Job:
Which lines of the material below contain the string "pocket"? Show each of them in full, treating uppercase and lowercase as different.

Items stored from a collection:
## START

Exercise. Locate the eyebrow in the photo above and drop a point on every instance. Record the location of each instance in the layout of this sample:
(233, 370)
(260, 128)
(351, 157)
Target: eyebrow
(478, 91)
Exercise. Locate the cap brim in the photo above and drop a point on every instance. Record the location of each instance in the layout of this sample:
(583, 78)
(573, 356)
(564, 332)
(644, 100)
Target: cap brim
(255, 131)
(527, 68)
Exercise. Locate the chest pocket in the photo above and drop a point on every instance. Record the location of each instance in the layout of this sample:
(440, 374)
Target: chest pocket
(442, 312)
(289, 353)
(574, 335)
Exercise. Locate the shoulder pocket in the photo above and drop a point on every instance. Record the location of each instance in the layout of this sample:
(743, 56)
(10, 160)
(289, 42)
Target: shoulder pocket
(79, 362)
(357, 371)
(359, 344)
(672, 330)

## END
## START

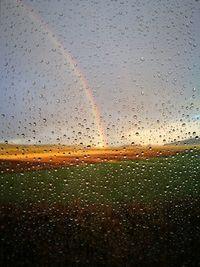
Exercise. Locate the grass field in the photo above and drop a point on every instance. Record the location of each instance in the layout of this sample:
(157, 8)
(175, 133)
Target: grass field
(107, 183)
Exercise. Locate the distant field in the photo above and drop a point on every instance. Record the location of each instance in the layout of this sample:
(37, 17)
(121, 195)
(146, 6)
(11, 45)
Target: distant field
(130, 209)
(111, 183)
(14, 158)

## END

Problem solution:
Exercise. Locate the chest pocket in the photo above and drop a point on every instance. Record the location of each instance in the layout of this sample:
Target: chest pocket
Exercise. Locate the shoulder pocket in the photo above and drop a point on every instance. Record the location of each instance in the layout of this sample:
Target: shoulder pocket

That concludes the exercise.